## Task to complete
Recast the data below as a two-column CSV with the headers instruction and response, starting at the line containing "One point per instance, written like point(330, 211)" and ending at the line containing "point(332, 227)". Give one row per instruction with its full response, put each field in quotation marks, and replace any line breaks within a field with spaces.

## Dataset content
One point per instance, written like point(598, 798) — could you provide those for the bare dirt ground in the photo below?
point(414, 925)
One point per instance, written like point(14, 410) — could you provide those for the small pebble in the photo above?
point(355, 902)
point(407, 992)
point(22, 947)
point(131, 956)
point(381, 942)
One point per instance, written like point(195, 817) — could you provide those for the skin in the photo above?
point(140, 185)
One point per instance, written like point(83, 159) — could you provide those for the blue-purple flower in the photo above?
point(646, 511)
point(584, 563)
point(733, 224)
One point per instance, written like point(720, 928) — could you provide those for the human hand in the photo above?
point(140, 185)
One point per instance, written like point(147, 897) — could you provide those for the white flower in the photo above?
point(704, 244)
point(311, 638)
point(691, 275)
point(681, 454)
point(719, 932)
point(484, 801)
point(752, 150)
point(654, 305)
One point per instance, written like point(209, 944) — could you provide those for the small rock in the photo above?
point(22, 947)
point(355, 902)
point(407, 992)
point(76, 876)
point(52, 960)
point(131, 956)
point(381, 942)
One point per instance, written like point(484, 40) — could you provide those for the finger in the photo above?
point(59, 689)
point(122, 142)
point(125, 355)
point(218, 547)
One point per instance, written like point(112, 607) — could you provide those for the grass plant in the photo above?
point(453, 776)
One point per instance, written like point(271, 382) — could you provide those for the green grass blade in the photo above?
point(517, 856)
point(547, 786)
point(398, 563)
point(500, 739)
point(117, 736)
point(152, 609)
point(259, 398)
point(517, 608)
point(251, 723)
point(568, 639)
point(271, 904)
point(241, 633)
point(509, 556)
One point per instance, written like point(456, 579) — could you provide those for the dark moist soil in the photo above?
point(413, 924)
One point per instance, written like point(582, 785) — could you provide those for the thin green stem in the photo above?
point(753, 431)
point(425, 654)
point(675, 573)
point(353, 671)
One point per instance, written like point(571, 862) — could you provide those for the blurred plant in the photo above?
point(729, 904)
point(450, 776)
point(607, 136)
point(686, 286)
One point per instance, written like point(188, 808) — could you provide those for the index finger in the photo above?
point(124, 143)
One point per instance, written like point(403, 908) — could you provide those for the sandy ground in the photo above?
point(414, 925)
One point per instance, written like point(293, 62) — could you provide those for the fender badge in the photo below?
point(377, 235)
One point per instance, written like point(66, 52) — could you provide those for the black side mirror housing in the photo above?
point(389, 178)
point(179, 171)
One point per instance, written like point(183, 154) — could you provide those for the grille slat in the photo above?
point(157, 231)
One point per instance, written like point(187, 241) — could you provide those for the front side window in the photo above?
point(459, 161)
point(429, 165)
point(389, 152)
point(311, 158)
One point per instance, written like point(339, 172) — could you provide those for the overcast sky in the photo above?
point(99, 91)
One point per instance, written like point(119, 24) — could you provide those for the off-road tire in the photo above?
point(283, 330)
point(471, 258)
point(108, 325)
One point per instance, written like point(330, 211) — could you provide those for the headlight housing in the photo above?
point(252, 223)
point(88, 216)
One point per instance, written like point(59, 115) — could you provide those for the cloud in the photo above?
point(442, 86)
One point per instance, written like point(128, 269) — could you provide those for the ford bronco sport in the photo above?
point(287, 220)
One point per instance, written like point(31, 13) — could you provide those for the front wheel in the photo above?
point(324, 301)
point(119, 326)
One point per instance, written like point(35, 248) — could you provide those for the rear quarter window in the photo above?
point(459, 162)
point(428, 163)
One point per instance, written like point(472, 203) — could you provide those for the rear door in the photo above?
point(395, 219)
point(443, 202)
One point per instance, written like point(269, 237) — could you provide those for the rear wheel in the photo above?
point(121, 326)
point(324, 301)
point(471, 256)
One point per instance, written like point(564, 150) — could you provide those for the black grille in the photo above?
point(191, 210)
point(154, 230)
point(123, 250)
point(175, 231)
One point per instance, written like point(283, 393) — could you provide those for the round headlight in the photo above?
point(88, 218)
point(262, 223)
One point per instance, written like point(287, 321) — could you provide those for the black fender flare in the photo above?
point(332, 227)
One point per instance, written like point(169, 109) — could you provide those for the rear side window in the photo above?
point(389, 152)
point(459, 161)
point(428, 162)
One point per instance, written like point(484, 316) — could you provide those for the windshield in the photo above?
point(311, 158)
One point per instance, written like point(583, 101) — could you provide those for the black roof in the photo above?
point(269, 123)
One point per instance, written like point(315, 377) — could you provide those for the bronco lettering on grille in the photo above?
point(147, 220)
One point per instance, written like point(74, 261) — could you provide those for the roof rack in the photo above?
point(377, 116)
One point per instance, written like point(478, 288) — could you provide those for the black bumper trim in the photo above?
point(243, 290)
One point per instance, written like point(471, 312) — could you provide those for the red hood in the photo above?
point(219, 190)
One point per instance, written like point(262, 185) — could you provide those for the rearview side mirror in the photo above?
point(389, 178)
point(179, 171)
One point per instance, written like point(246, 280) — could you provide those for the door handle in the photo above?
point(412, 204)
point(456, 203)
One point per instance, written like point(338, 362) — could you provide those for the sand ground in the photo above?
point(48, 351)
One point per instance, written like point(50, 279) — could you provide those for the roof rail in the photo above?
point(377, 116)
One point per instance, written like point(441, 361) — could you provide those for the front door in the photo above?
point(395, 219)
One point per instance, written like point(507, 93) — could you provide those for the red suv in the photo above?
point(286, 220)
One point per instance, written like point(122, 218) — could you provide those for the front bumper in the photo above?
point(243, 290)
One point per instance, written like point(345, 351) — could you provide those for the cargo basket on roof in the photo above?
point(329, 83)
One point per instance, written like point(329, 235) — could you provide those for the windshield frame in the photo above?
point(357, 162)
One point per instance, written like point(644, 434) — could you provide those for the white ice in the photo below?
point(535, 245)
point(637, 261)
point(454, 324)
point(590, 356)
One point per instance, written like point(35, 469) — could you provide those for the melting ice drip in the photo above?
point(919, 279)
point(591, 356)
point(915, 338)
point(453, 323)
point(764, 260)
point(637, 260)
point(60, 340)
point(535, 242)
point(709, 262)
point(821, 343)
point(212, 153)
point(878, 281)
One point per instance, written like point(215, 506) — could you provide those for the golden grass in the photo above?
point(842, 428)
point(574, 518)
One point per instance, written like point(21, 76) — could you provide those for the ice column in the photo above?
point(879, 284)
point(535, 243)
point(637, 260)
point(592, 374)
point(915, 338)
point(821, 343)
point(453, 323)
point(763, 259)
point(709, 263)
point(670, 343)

## Answer to the task
instruction,response
"One point per instance, written like point(330, 211) — could you provide those for the headlight housing in the photo above?","point(252, 223) point(88, 216)"
"One point per instance, written like point(59, 115) — could you provide those for the cloud in the photo above?","point(442, 86)"
"One point per instance, written like point(128, 269) — could you provide those for the ford bronco sport in the photo above?","point(287, 220)"
"One point per instance, written like point(31, 13) — could you provide those for the front wheel in the photo above?","point(324, 301) point(119, 326)"
"One point per instance, written like point(35, 248) — could you provide those for the rear quarter window in the photo above?","point(459, 162) point(428, 163)"
"One point per instance, written like point(472, 203) — could you provide those for the rear door in the photo above?","point(395, 219) point(443, 202)"
"One point per instance, written like point(269, 237) — could you provide those for the rear wheel in the photo above?","point(121, 326) point(324, 301) point(471, 256)"
"One point per instance, written like point(564, 150) — could you provide those for the black grille in the photo above?","point(191, 210) point(154, 230) point(123, 250) point(175, 231)"
"One point per instance, written like point(283, 393) — could you provide those for the round headlight in the photo above?","point(88, 218) point(262, 223)"
"One point per instance, written like point(287, 321) — could you provide those for the black fender flare in the photo above?","point(332, 227)"